[BEGIN Source extract]

I actually just don’t put my cats under bed hating judges now to miss the issue but I still think that it there are some cats who need beds. Aka my Harley if I didn’t give her one of the cheap little donuts from crystal clear she would be climbing the walls, give her a bed and she settles.


----------



## QOTN (Jan 3, 2014)

Years ago exhibitors used to wind several blankets into a circle and, in effect, make a bed for their cats without breaking any rules. Somebody tried to teach me but I am too clumsy. In any case, when somebody made one for The Pig, he undid it almost immediately so I gave up worrying about it. I am not sure how the Chairman would react to one of those DIY beds these days but there was never any complaint at that time. I do understand about the hammocks and the very deep beds but sometimes cats will bring their vetbed or blanket with them when they are taken out of the pen.


----------



## havoc (Dec 8, 2008)

BritishBilbo said:


> I stand with the people who say if my cat in my eyes requires a bed and the judge wants to spit their dummy out over it then just skip my cat and don't dramatise anything


So get the rules changed. I have no heartache with a simple bed in and of itself. I do have heartache with members and judges sticking two fingers up to the rule book. Shows are our main interface with the public and currently we're sending out the clear message that it's perfectly acceptable to pick and choose which GCCF rules suit you. How does that fit with telling the public it's worthwhile seeking out a GCCF registered kitten?


----------



## OrientalSlave (Jan 26, 2012)

Everyone who thinks anything beyond a shallow donut bed is acceptable should go stewarding, and continue until they meet cats in massively deep beds. Thankfully the huge Maine Coon boys I've had to get out are usually on just one thing blanket. Of course exhibitors don't have problems with their own cats, but that's not the point. At least it's now a requirement to clip claws.


----------



## Rufus15 (Dec 4, 2015)

I think there is far bugger rule flouting in GCCF that whether or not there's a bed in a pen


----------



## havoc (Dec 8, 2008)

Rufus15 said:


> I think there is far bugger rule flouting in GCCF that whether or not there's a bed in a pen


Absolutely there is - and people know they'll get away with it because rule flouting is publicly condoned. Once the line is crossed it's easy to just keep going.


----------



## QOTN (Jan 3, 2014)

[END Source extract]

**Required actions**
**a)** According to the thread on beds in show pens, why does havoc object to members and judges ignoring the rule about beds, even though a simple bed doesn't bother havoc?
**b)** Go on with the thread on beds in show pens from the point where it stops.

[BEGIN Supplied records]

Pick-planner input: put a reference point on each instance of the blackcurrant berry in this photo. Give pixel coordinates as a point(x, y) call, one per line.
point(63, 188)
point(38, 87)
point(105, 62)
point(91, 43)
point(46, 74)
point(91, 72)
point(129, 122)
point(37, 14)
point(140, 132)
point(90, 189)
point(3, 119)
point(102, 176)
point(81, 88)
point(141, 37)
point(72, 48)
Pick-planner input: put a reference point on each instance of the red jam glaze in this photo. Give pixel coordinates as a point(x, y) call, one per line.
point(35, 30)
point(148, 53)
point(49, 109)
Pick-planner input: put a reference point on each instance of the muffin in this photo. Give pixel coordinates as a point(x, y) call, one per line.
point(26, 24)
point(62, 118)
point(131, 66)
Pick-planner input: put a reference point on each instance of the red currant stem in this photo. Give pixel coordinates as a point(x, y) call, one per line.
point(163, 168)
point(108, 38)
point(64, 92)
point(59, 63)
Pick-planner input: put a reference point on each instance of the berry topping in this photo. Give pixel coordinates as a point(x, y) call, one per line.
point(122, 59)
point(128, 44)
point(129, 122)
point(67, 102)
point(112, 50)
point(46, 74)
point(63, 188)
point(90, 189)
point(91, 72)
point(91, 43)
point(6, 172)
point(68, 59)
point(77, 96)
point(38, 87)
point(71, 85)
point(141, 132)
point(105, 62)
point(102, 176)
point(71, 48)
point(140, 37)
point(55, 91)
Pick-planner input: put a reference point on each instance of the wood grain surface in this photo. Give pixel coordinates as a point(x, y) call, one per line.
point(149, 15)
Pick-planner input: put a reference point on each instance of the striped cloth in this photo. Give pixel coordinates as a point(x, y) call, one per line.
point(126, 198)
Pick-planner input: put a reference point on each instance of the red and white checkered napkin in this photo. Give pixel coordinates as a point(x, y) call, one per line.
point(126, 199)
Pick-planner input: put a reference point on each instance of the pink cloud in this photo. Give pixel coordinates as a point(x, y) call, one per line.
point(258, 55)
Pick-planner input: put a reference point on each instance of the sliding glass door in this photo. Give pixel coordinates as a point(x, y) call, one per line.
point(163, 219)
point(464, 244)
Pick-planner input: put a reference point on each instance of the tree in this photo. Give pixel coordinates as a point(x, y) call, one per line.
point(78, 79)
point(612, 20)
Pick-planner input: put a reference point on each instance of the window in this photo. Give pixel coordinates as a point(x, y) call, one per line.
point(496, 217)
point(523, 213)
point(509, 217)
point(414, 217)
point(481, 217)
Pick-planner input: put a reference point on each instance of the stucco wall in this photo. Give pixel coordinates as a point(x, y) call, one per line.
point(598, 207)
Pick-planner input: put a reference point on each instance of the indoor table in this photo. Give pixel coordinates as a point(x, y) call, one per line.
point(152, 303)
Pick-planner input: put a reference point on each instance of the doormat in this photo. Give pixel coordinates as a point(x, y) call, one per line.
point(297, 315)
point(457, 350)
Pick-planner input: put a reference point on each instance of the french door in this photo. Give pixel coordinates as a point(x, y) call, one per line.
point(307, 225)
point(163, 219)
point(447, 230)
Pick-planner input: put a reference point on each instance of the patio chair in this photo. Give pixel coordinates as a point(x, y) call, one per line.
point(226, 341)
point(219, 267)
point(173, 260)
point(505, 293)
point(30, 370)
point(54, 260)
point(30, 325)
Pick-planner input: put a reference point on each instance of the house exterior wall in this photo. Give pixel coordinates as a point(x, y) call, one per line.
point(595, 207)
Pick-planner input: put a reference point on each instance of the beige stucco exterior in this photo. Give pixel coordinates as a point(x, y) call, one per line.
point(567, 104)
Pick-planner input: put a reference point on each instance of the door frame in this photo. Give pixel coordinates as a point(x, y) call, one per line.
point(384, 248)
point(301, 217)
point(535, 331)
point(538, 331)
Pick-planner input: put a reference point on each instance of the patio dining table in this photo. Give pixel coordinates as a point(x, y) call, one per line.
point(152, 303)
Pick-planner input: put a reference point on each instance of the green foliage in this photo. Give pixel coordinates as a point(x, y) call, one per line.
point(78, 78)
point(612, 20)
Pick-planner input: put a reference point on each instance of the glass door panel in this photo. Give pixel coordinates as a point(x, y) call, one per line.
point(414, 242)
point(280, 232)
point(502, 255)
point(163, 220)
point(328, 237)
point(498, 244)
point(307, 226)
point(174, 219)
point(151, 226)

[END Supplied records]

**Responses in order**
**a)** havoc says shows are the main point of contact with the public, and openly ignoring the rule tells the public it's fine to pick and choose which GCCF rules to follow. That undercuts the message that it's worth seeking out a GCCF registered kitten.

**b)**
There are far more important rules being broken at shows that even beginners in the cat fancy must notice. What about the judges who give top awards to cats who do not conform to the SOP and often have deformities in the veterinary defects list? The Board would do well to tackle those issues first.


----------



## Rufus15 (Dec 4, 2015)

Beds are a drop in the pond, but it doesn't surprise me in the least that the Chairman is focusing on it rather than the big issues in the Cat Fancy. Not least the enormous drop in show entries. Two shows in two weekends have almost had to cancel due to low entries. I would rather see, and handle, a show full of beds than have no show at all.


----------



## OrientalSlave (Jan 26, 2012)

What makes you think beds are the only think the Chairman is focussing on? It might be the only thing you are noticing him focussing on, but that's very, very different.


----------



## QOTN (Jan 3, 2014)

OrientalSlave said:


> What makes you think beds are the only think the Chairman is focussing on? It might be the only thing you are noticing him focussing on, but that's very, very different.


Agreed the tentacles are far reaching but, since you mention it, apart from the bed debate, perhaps a focus on the most important issues might be more beneficial than some of the other preoccupations.


----------



## OrientalSlave (Jan 26, 2012)

QOTN said:


> Agreed the tentacles are far reaching but, since you mention it, apart from the bed debate, perhaps a focus on the most important issues might be more beneficial than some of the other preoccupations.


I suspect that everyone has a different view on what the 'important issues' are. However personally I'm fed up with the people who complain - about anything - and have a host of reasons why they can't possibly help in any way whatsoever.


----------



## QOTN (Jan 3, 2014)

OrientalSlave said:


> *I suspect that everyone has a different view on what the 'important issues' are.* However personally I'm fed up with the people who complain - about anything - and have a host of reasons why they can't possibly help in any way whatsoever.


Agreed, but few would think personal vendettas should play a part.

On the wider issue of people complaining, the Board are mainly to blame for that because, ever since the GCCF became a limited company, it has tried to minimise the power of council to make decisions.

Obviously it would be desirable for more breeders and exhibitors to take part in running clubs but, there again, it is generally a thankless task.


----------



## OrientalSlave (Jan 26, 2012)

QOTN said:


> Obviously it would be desirable for more breeders and exhibitors to take part in running clubs but, there again, it is generally a thankless task.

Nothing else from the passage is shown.